- [Task directions]
Return, without alteration, the lines of the material starting at its first line and ending at the line containing "109 555 L 299", including both of these lines.

- [Data provided]
::::::::

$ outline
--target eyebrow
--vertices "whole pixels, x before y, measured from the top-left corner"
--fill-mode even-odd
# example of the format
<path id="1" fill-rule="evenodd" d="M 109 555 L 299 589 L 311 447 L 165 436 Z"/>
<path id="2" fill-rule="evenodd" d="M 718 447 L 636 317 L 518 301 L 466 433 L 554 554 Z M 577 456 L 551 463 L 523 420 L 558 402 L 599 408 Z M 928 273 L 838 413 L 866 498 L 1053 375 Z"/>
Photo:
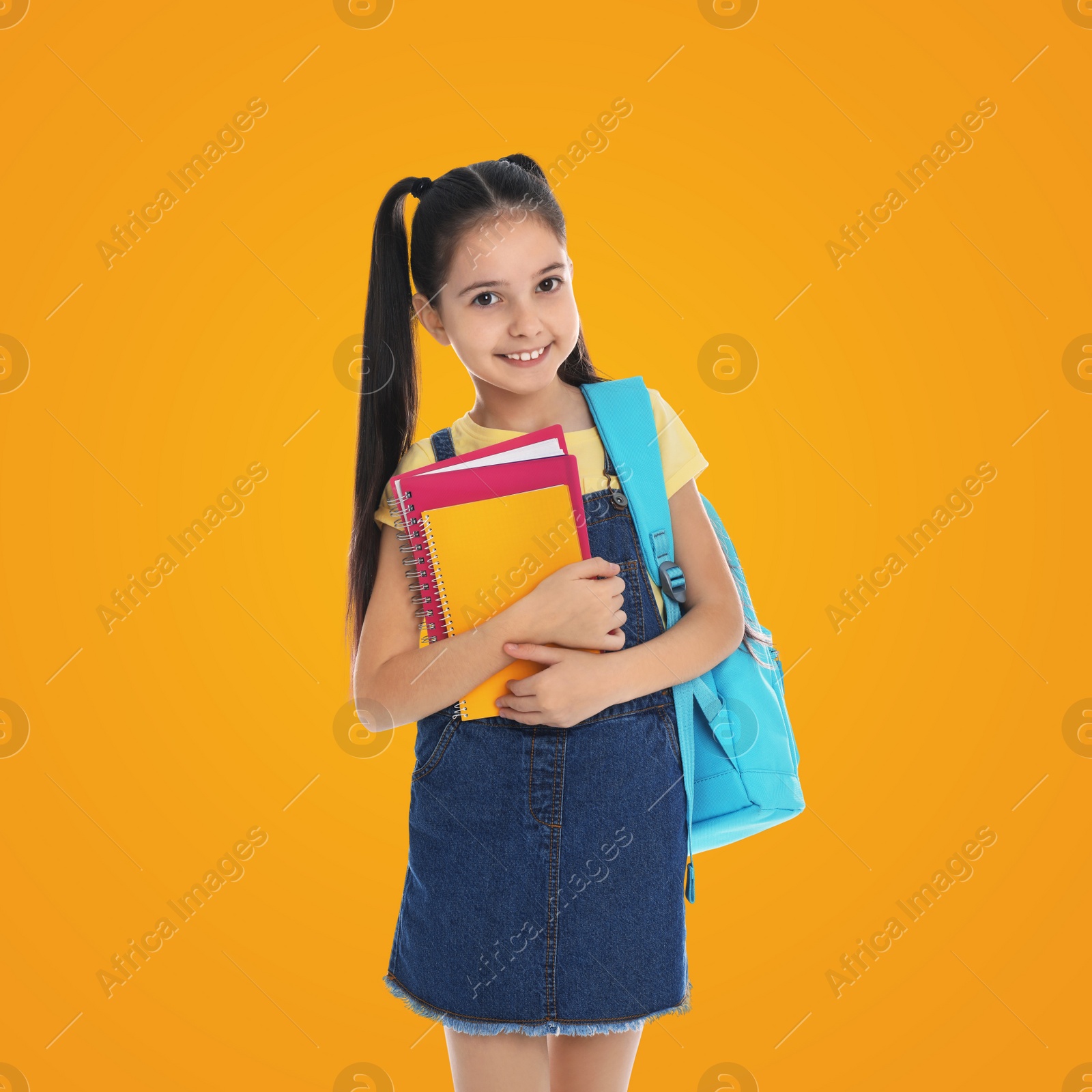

::::::::

- [Output of the task]
$ outline
--target eyebrow
--vertices "whole pixels, x before y, measured from the top-left corner"
--fill-mode even-odd
# example of the format
<path id="1" fill-rule="evenodd" d="M 109 555 L 299 589 L 311 447 L 165 436 Z"/>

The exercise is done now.